Prompt
Can you write out all the entries below again, replacing every "Found at" with "Located at" and leaving everything else unchanged?

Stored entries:
┌──

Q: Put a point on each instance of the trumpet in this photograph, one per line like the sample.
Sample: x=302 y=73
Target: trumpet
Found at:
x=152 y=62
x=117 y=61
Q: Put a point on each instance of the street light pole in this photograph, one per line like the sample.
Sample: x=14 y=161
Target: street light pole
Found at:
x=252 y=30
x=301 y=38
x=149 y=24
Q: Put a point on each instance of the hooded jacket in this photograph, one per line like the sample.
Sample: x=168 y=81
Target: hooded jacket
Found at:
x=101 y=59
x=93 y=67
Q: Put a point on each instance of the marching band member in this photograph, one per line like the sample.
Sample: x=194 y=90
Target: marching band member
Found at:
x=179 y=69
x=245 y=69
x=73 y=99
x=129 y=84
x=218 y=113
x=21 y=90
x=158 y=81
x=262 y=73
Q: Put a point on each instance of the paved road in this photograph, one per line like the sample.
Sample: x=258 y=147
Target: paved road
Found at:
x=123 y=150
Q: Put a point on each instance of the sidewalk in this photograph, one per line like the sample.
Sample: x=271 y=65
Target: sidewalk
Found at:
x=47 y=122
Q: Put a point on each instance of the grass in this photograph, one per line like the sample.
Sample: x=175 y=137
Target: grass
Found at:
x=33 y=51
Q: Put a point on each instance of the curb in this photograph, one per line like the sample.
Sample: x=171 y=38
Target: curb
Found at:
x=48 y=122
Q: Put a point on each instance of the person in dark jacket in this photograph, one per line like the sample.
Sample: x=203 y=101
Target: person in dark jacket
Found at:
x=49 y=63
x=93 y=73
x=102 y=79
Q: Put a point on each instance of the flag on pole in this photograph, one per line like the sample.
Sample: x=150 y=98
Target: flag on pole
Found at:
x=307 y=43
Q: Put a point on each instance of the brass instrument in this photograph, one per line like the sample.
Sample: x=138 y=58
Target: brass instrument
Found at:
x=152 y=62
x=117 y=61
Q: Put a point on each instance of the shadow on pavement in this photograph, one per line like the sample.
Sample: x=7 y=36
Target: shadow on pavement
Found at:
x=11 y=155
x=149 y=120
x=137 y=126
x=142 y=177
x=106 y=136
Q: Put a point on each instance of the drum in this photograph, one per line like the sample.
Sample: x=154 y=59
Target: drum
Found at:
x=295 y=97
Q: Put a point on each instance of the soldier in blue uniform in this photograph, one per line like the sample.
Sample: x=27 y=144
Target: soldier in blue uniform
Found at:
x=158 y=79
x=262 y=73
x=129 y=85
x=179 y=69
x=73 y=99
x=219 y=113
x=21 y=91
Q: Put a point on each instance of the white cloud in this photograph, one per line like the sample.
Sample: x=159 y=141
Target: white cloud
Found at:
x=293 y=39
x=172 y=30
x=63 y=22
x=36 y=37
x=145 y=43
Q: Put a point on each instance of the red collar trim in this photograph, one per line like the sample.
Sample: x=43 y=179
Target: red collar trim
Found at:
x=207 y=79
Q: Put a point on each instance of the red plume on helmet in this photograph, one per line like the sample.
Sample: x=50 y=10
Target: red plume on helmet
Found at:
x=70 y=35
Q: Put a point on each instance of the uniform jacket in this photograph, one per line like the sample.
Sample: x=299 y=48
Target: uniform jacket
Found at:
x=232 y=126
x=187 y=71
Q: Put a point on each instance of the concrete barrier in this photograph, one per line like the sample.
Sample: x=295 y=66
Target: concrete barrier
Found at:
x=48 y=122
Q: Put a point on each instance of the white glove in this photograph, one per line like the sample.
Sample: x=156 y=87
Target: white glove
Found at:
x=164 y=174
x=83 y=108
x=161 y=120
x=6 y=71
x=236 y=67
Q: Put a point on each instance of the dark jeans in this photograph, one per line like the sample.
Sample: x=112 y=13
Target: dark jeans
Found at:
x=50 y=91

└──

Worked solution
Q: Put a point on each instance of the trumpet in this photograph, one per line like the sample.
Sample: x=302 y=73
Target: trumpet
Located at:
x=152 y=62
x=117 y=61
Q: Put a point on each instance of the street light pole in this photograph, one per line like the sample.
Sample: x=14 y=161
Target: street light pole
Located at:
x=252 y=30
x=301 y=38
x=149 y=24
Q: Put a point on each instance of the hooded jacket in this photograph, one per line like the sample.
Sample: x=168 y=81
Target: hooded jacket
Located at:
x=101 y=59
x=93 y=67
Q: Put a point on each instance of the marching band member in this photograph, one per line like the sample.
Sample: x=194 y=90
Target: marching band member
Located at:
x=179 y=69
x=245 y=69
x=73 y=99
x=129 y=84
x=218 y=113
x=21 y=90
x=158 y=81
x=262 y=73
Q: Put a point on each instance of the paved road in this photograph, one per line like the sample.
Sample: x=258 y=147
Target: paved road
Located at:
x=123 y=150
Q: Put a point on each instance of the sidewalk in this photograph, one per line like the sample.
Sample: x=271 y=65
Target: sidewalk
Located at:
x=47 y=122
Q: Put a point on each instance of the grass in this photograph, one per line like the sample.
Sample: x=175 y=137
Target: grass
Located at:
x=33 y=51
Q: Put a point on each instance of the curb in this photograph, one per line like the sample.
Sample: x=171 y=38
Target: curb
Located at:
x=48 y=122
Q: Put a point on each instance of the person in dark jacket in this photograph, one per line like the sample.
Sample: x=203 y=101
Target: person in dark jacket
Located at:
x=49 y=63
x=93 y=73
x=102 y=79
Q: Put a point on each instance of the flag on pole in this photograph, one per line like the sample.
Sample: x=150 y=98
Target: flag on pole
Located at:
x=307 y=43
Q: Put a point on each instance of the brass instrument in this photograph, one per line like the sample.
Sample: x=138 y=58
Target: brass instrument
Located at:
x=152 y=62
x=117 y=61
Q: Put a point on each instance of the shadow on pavement in this photograph, one per line like the sample.
Sample: x=7 y=36
Target: shadow on pavement
Located at:
x=11 y=155
x=149 y=120
x=137 y=126
x=142 y=177
x=106 y=136
Q: Put a point on each instance of the drum in this photograph, one per line like the sample.
Sample: x=154 y=59
Target: drum
Located at:
x=295 y=97
Q: Put a point on each instance of the soldier in blue uniform in this photograph, one per line like the sample.
Sample: x=27 y=144
Target: soldier in blue uniform
Located at:
x=158 y=79
x=262 y=73
x=129 y=85
x=179 y=69
x=73 y=99
x=219 y=113
x=21 y=91
Q: Put a point on each instance of the white cloud in this photograph, one per line like the sample.
Sample: x=159 y=141
Target: white cloud
Located at:
x=293 y=39
x=172 y=30
x=63 y=22
x=36 y=37
x=145 y=43
Q: Put a point on each instance of the red collar trim in this photograph, one per line like the sample.
Sample: x=43 y=179
Target: red collar trim
Located at:
x=207 y=79
Q: Put a point on each instance of the red plume on helmet in this photograph, one per line like the sample.
Sample: x=50 y=10
Target: red plume on helmet
Located at:
x=70 y=35
Q: Put a point on each instance of the uniform jacket in this photograph, one per line like the sample.
Sample: x=299 y=48
Target: uniform jacket
Located at:
x=232 y=126
x=187 y=71
Q: Put a point on each instance of the concrete barrier in this photograph, one per line like the sample.
Sample: x=295 y=66
Target: concrete barrier
Located at:
x=48 y=122
Q: Put a point on each instance of the white glove in this photograph, one per line like the sample.
Sample: x=156 y=87
Target: white glove
Located at:
x=164 y=174
x=83 y=108
x=161 y=120
x=6 y=71
x=236 y=67
Q: Put a point on each instance of the dark jeans in this photograph, one per line like the sample.
Sample: x=112 y=13
Target: dark jeans
Located at:
x=50 y=91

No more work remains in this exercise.